### Text
>>>>

Overall: This is a really mixed bag. The systems are fine, maybe a little weaker than other recent EXE-Create titles, and the battles are pretty breezy. The plot and pacing are decent, there are some fun twists... it's just that the characterization and "humor" are such 90s anime nonsense. There will be a serious moment about a parent's dementia or fear of death that leads straight into "now let me molest you so I feel better!" And that really keeps this off my recommended list.
 
Either Adventure Bar Story or Marenian Tavern Story; they have the same gameplay loop. The former is more simple and straightforward, the latter has prettier graphics and a stronger plot.
Adventure Bar Story was just ported to Switch this week. I enjoyed my time with it on 3DS, it's been delisted from Android for a while so nice to have a way to pick it up again.
 
Everdark Tower
Ad-Supported KEMCO Games #10. Played in 2024. Published by Hit-Point.

Dawn hasn’t come in some time, and monsters grow bolder in the darkness. Albus has mysterious dreams about a girl in the clock tower that is said to control time itself, so he goes to investigate.

<<<<

### Recorded information
>>>>

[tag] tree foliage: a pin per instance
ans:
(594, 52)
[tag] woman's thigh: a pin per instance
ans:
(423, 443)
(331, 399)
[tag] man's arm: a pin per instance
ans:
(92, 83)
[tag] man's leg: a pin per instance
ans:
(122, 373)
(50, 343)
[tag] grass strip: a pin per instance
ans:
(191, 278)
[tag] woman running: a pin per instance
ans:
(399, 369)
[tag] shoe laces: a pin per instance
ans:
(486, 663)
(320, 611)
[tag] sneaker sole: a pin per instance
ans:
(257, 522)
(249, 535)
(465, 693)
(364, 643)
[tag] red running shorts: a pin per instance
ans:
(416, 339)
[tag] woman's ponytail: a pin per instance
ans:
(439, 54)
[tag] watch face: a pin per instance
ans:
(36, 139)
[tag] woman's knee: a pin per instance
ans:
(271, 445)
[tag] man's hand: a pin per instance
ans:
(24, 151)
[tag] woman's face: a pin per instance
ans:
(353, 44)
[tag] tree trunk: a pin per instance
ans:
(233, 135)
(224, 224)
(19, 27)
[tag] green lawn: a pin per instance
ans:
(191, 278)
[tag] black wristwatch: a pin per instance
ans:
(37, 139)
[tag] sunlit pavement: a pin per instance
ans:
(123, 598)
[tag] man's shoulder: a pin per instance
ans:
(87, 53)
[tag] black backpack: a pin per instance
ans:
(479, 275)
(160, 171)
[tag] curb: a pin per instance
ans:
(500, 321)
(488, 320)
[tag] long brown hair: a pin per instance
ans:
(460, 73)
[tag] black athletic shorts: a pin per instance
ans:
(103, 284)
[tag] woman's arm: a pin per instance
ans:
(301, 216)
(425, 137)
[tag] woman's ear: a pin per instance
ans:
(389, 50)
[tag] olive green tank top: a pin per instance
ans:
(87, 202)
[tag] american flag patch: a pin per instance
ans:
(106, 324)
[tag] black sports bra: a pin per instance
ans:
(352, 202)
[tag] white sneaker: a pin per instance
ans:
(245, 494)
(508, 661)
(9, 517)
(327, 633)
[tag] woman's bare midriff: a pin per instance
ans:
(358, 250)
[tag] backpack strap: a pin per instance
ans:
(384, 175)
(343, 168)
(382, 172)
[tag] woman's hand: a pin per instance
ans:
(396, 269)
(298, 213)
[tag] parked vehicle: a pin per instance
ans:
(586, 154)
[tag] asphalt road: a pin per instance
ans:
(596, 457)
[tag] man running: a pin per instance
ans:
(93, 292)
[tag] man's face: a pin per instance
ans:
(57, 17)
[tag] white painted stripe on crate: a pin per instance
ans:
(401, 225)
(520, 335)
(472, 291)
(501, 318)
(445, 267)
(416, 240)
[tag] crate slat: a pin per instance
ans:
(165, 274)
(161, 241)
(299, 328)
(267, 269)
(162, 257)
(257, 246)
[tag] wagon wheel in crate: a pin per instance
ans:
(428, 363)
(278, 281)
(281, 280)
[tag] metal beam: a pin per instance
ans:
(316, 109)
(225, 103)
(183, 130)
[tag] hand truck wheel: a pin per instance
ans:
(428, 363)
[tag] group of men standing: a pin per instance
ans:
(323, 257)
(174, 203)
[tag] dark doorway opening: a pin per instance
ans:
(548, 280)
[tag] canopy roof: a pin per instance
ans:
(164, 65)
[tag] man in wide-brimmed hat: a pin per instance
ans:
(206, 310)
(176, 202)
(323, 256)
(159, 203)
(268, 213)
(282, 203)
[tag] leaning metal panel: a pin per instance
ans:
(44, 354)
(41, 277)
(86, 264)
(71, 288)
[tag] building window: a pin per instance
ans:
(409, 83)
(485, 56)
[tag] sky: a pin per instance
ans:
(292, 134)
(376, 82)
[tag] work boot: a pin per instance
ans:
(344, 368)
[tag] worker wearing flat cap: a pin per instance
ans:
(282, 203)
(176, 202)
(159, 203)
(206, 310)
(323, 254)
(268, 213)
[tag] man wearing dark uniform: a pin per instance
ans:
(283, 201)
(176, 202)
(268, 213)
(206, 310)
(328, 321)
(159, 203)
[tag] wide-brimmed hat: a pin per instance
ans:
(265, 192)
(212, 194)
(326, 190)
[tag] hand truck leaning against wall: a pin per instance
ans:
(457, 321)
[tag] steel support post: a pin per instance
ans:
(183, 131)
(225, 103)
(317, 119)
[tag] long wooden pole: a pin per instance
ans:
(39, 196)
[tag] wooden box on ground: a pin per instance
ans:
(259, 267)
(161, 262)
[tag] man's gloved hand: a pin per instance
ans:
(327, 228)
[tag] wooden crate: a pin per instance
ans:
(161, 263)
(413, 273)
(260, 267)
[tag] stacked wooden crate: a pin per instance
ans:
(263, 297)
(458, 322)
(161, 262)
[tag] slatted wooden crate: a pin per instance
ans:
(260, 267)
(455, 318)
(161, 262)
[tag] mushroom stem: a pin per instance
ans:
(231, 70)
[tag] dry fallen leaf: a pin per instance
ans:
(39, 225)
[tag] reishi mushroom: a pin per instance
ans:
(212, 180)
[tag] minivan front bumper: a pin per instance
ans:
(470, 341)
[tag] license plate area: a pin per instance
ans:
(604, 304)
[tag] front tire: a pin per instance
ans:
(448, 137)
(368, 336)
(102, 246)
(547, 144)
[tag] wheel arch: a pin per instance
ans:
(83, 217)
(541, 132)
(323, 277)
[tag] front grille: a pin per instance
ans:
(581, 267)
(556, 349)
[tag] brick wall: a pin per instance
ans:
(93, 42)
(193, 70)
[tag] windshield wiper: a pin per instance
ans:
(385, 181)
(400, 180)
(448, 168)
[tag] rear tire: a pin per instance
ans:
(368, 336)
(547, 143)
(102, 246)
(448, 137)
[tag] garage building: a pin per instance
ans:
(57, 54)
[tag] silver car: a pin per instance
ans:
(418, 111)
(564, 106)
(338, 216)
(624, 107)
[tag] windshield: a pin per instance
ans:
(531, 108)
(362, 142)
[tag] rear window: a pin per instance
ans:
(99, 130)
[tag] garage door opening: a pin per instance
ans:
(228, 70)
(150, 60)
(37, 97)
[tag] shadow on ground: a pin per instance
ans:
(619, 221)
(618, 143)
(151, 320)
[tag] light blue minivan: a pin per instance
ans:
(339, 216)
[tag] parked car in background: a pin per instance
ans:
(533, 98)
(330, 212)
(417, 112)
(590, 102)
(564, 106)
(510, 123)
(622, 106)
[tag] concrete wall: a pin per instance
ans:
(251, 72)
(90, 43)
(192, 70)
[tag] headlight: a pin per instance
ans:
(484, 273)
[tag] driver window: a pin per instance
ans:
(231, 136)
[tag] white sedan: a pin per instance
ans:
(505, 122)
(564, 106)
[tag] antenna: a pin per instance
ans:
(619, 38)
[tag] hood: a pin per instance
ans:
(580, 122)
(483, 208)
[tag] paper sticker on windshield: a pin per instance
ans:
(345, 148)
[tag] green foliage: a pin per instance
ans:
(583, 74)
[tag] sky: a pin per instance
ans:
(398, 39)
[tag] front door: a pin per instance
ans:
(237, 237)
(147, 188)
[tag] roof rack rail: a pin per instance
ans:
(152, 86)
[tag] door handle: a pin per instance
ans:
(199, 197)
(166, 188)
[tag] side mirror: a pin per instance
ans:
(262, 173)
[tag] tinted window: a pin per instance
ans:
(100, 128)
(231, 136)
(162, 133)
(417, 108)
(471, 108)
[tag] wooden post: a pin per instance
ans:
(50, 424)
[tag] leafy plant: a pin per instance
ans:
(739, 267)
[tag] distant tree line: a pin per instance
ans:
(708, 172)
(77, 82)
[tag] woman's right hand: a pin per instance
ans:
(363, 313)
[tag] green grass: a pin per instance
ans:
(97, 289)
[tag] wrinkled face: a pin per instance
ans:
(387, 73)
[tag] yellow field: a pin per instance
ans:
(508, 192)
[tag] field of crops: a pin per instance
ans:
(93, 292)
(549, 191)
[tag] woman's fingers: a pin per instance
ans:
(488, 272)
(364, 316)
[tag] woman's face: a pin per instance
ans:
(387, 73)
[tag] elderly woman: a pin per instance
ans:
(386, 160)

<<<<

### Exercise tasks
1/ In the game reviews, which company published Everdark Tower?
2/ Please pick up the game reviews where they stop and continue writing.

### Set of answers
1/ Hit-Point

2/
In very much the same vein as Archlion Saga, this is a short and incredibly simplified jrpg. Your party of (eventually) four has a combined HP meter, as do the enemies; and despite there being consumable items and equipment, your only real commodity is the Stars that you earn in-game and from watching ads. Stars fully heal your party (even if you fall in battle), can be spent to open bonus chests and get double XP from a battle, and can be used to automatically get a critical hit. Your characters gain XP, but there really isn’t much ability to grind, and the skills—which have timeouts and specific activation situations, there’s no MP—that you get are what really define battle strategy. The game gets markedly easier in the third chapter when you get a healing spell, and as long as you are able to be a little strategic most battles are just tests of patience after that.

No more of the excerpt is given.